And they say that the private sector is full of fat cats !!!!!
The private sector can only make excess profits when the state (and only the state) enables them to monopolise an area. Regulation is mainly used by large rent-seeking corporations to deter competition.
So, he’s one of those as well as being one of those. Robbing bastards.
He’s one of these too. We’ll see that he’s OK.
No wonder we cannot afford constables on the beat!
I can’t even afford “Constables” to hang on the walls of my stately home.
Give’s a new meaning to the word bent
Usual double dealing and the payouts are truly ridiculous as are his attempts to hide them. London Mayor? Where is Dick Whittington when you need him – only his venal cat is still here.
On the PM programme this evening we heard the latest BBC graduates from the Gestapo / NKVD School of Journalism who “violently intorrogated” one woman until she refused to answer his questions, one male who sort of stood up to him, and a Chinese writer who was dismissive of his area of expertise (namely China) and was angry at his arrogants stance.
Where on earth do they get these Bolshevik activists from and who coaches them?
BBC complaints should be overloaded on this issue – but do not worry they have erected remarkable barriers to getting through or to being taken seriously.
The bubble in which they live is a quite remarkable thing; they can see only themselves upon its perfectly reflecting surface.

Object location annotation data:
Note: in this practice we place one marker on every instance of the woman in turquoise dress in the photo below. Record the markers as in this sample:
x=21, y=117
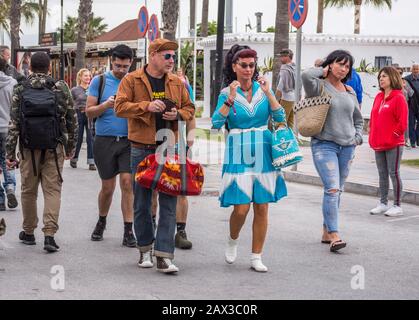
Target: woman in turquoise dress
x=248, y=176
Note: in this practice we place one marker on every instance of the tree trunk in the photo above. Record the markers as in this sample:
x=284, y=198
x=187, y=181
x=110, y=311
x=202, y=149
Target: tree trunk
x=320, y=13
x=192, y=4
x=281, y=40
x=43, y=10
x=357, y=28
x=204, y=22
x=170, y=14
x=14, y=16
x=85, y=13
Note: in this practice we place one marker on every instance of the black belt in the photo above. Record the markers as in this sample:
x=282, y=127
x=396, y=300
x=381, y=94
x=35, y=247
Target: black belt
x=117, y=138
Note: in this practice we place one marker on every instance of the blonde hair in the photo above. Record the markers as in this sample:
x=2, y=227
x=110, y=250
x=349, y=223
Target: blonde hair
x=80, y=74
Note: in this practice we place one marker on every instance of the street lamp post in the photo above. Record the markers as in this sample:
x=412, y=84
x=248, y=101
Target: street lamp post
x=62, y=42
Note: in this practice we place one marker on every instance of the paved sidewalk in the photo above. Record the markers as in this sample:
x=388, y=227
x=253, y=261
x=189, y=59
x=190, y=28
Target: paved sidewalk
x=363, y=177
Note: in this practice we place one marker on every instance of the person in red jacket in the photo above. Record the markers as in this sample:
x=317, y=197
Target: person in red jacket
x=388, y=124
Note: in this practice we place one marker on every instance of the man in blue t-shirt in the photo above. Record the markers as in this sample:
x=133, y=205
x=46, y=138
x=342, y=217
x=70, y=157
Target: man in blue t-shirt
x=111, y=148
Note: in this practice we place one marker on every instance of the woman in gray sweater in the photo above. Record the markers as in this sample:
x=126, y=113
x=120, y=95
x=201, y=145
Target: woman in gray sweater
x=334, y=148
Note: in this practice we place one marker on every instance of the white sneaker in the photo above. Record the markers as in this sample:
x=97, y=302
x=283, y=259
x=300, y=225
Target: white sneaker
x=146, y=260
x=165, y=265
x=231, y=250
x=394, y=211
x=256, y=263
x=380, y=209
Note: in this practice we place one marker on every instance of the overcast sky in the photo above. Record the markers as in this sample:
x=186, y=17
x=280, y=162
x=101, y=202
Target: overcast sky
x=401, y=20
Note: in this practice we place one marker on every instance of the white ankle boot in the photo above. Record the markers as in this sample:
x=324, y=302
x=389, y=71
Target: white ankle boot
x=231, y=250
x=256, y=263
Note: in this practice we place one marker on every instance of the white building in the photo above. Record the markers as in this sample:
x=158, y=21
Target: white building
x=376, y=50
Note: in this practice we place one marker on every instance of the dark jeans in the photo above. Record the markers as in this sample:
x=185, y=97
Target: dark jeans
x=332, y=162
x=413, y=127
x=83, y=124
x=143, y=225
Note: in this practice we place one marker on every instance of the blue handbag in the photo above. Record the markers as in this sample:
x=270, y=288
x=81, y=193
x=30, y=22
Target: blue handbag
x=285, y=149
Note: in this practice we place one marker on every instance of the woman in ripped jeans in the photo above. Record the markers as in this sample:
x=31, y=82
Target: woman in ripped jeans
x=334, y=147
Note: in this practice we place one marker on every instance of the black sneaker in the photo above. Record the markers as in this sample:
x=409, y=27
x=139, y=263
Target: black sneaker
x=129, y=240
x=28, y=239
x=181, y=240
x=166, y=265
x=97, y=234
x=50, y=245
x=11, y=199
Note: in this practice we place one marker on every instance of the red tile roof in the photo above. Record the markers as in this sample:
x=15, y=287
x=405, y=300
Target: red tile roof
x=124, y=32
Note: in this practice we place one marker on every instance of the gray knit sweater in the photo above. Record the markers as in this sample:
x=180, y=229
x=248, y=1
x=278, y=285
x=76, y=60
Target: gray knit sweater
x=344, y=122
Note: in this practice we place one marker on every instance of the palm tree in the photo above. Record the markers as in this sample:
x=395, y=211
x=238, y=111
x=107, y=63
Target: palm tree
x=43, y=11
x=70, y=29
x=320, y=13
x=85, y=13
x=281, y=39
x=192, y=6
x=170, y=14
x=14, y=17
x=28, y=11
x=95, y=28
x=204, y=21
x=357, y=4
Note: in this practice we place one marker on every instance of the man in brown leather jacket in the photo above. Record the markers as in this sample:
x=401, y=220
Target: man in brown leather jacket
x=140, y=99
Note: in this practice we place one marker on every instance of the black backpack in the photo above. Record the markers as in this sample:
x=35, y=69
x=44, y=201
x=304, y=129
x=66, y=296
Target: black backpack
x=39, y=121
x=92, y=122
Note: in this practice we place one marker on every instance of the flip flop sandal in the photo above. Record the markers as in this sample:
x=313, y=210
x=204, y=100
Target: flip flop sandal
x=337, y=245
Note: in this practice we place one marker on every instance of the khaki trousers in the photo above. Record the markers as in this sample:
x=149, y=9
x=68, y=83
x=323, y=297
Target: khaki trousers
x=47, y=175
x=288, y=105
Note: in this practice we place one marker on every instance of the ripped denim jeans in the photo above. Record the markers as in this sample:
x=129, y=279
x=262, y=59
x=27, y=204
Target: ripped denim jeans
x=332, y=162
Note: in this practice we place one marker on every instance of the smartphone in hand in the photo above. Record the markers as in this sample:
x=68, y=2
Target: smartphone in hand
x=170, y=104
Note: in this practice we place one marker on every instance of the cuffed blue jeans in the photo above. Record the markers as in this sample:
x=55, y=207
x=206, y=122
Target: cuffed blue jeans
x=143, y=225
x=332, y=162
x=9, y=175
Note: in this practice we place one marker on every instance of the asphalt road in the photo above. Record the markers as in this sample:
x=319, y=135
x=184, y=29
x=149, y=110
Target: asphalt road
x=382, y=253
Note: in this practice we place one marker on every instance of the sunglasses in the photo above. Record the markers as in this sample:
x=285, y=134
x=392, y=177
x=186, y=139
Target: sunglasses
x=167, y=56
x=244, y=65
x=121, y=66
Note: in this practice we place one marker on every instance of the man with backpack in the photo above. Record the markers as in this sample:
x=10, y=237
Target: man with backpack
x=111, y=148
x=43, y=120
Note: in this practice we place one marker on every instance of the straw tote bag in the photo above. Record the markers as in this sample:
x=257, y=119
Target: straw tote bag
x=311, y=113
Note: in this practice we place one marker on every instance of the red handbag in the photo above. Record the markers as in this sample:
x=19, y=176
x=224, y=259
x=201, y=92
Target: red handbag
x=171, y=177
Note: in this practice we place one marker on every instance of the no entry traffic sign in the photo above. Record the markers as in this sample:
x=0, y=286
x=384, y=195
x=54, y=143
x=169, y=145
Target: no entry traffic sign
x=142, y=22
x=297, y=12
x=153, y=28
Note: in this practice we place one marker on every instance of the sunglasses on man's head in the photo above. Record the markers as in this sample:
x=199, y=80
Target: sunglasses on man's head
x=245, y=65
x=167, y=56
x=121, y=66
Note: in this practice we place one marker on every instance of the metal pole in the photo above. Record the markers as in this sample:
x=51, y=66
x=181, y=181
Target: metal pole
x=298, y=79
x=145, y=39
x=229, y=16
x=219, y=57
x=62, y=64
x=1, y=35
x=179, y=41
x=194, y=56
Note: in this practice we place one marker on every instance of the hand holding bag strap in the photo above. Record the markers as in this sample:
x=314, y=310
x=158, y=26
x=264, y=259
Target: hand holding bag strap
x=182, y=155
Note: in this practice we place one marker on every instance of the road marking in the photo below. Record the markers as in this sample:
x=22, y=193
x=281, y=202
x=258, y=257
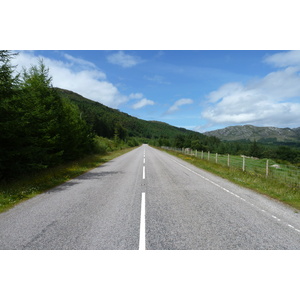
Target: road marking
x=142, y=242
x=237, y=196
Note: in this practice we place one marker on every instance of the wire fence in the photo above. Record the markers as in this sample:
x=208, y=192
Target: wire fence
x=261, y=167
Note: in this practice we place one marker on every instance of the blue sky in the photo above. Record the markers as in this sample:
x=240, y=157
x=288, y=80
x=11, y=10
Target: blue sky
x=198, y=90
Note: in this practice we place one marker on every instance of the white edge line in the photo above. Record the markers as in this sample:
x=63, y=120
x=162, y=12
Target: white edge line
x=142, y=241
x=231, y=193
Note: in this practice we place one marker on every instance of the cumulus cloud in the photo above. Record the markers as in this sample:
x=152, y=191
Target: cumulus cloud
x=157, y=79
x=284, y=59
x=143, y=102
x=123, y=60
x=179, y=103
x=270, y=101
x=136, y=96
x=77, y=75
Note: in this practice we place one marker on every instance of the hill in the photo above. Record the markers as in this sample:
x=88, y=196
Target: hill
x=260, y=134
x=105, y=121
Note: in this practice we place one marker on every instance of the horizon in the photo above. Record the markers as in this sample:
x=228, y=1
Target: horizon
x=200, y=90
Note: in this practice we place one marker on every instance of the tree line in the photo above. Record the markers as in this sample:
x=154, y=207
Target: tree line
x=42, y=126
x=39, y=128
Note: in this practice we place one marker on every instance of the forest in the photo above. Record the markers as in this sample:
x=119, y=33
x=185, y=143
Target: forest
x=42, y=126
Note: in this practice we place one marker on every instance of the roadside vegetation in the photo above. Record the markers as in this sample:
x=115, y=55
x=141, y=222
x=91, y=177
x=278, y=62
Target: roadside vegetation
x=26, y=187
x=274, y=187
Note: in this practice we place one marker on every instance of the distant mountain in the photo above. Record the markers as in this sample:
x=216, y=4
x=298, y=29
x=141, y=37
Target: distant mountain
x=105, y=120
x=260, y=134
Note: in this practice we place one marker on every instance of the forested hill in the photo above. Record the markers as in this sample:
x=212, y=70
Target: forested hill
x=105, y=121
x=260, y=134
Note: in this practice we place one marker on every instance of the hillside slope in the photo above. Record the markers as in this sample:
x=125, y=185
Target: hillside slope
x=105, y=120
x=260, y=134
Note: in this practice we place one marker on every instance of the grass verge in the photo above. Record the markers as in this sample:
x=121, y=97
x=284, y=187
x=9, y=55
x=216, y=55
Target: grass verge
x=272, y=187
x=34, y=184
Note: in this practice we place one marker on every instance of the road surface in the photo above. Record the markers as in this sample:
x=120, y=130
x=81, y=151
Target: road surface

TASKS
• A. Write out the comments word for word, starting at "So, he’s one" and continuing up to and including "my stately home.".
• B. In the comments, the remark about the PM programme describes several people the interviewer dealt with. List each of them, with what that remark says about them.
The entries have nothing to do with the comments or with any task here.

RESULTS
• A.
So, he’s one of those as well as being one of those. Robbing bastards.
He’s one of these too. We’ll see that he’s OK.
No wonder we cannot afford constables on the beat!
I can’t even afford “Constables” to hang on the walls of my stately home.

• B.
- One woman, who was "violently intorrogated" until she refused to answer his questions
- One male, who sort of stood up to him
- A Chinese writer, who was dismissive of his area of expertise (namely China) and was angry at his arrogant stance